» INSTRUCTIONS TO FOLLOW:
Starting at the top of the items and ending with the line that contains "x=409, y=745", rewrite every line, requests included, and add 140 to each x and y coordinate in the answers.

» DATA SUPPLIED:
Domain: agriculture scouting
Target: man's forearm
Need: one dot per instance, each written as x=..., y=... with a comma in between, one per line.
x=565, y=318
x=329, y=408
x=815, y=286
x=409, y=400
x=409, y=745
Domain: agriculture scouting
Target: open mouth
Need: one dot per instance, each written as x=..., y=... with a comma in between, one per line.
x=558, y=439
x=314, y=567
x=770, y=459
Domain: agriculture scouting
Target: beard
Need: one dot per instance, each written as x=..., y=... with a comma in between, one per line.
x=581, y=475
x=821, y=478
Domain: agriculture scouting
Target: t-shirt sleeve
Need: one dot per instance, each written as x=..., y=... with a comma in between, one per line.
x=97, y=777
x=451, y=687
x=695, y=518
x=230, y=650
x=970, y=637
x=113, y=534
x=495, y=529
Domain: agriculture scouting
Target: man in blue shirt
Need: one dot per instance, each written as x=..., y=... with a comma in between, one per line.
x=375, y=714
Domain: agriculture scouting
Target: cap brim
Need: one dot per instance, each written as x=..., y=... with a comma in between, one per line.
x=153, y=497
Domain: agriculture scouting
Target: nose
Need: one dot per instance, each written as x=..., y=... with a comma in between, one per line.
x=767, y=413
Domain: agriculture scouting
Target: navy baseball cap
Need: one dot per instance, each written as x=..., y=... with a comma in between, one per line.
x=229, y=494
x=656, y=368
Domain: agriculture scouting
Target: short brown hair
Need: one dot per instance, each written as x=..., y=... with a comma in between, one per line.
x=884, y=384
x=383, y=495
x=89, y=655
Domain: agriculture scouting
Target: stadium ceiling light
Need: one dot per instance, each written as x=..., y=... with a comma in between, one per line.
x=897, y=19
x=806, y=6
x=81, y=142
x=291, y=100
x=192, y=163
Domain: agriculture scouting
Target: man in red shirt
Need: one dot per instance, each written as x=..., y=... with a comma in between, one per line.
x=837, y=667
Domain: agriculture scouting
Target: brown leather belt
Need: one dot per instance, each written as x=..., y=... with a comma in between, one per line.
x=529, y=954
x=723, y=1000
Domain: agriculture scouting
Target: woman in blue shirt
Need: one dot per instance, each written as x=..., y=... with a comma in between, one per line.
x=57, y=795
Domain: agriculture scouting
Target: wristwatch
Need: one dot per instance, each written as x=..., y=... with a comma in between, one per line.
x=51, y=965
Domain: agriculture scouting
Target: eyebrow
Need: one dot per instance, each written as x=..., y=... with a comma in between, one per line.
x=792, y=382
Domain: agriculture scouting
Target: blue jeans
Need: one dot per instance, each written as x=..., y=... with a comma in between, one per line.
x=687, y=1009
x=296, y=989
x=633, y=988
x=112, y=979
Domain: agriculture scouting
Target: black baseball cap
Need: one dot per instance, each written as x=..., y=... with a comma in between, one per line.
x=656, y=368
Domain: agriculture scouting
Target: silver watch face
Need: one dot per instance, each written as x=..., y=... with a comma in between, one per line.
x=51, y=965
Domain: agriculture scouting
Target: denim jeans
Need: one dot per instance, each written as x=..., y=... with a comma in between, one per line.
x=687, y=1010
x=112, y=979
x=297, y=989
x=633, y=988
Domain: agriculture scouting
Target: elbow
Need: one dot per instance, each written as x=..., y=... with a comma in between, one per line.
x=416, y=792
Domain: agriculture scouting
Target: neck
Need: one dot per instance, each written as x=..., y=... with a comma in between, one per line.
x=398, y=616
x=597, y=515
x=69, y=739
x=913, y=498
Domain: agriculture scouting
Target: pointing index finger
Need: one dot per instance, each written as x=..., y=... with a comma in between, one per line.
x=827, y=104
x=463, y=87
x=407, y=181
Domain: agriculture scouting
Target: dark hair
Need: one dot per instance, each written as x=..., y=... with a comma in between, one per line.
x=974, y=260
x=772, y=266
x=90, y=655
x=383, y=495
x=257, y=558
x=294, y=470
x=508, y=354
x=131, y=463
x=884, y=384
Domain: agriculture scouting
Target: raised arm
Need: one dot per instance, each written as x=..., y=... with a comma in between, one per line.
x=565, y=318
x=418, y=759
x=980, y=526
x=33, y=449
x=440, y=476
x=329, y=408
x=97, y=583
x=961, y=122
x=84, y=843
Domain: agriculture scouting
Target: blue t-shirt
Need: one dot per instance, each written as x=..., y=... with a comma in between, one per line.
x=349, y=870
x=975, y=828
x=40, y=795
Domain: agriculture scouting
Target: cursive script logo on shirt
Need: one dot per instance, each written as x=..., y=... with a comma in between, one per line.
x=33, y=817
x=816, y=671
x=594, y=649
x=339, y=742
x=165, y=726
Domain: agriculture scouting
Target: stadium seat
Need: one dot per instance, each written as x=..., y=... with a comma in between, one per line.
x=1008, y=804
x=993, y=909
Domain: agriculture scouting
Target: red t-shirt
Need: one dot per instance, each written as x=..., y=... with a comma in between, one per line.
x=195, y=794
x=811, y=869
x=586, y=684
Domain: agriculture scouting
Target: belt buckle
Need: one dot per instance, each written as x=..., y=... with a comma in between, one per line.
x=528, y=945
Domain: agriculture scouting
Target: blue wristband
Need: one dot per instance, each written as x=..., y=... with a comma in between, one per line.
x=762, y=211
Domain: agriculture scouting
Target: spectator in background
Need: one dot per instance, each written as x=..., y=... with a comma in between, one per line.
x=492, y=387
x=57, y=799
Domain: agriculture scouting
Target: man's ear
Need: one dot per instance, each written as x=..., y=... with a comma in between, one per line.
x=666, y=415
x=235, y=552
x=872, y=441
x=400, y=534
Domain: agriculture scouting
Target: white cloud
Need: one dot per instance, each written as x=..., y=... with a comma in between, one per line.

» RESPONSE TO THIS EXERCISE:
Domain: agriculture scouting
Target: man's forearm
Need: one dot per instance, each written as x=..., y=... with a comma in between, one per line.
x=705, y=458
x=469, y=548
x=955, y=426
x=549, y=540
x=549, y=885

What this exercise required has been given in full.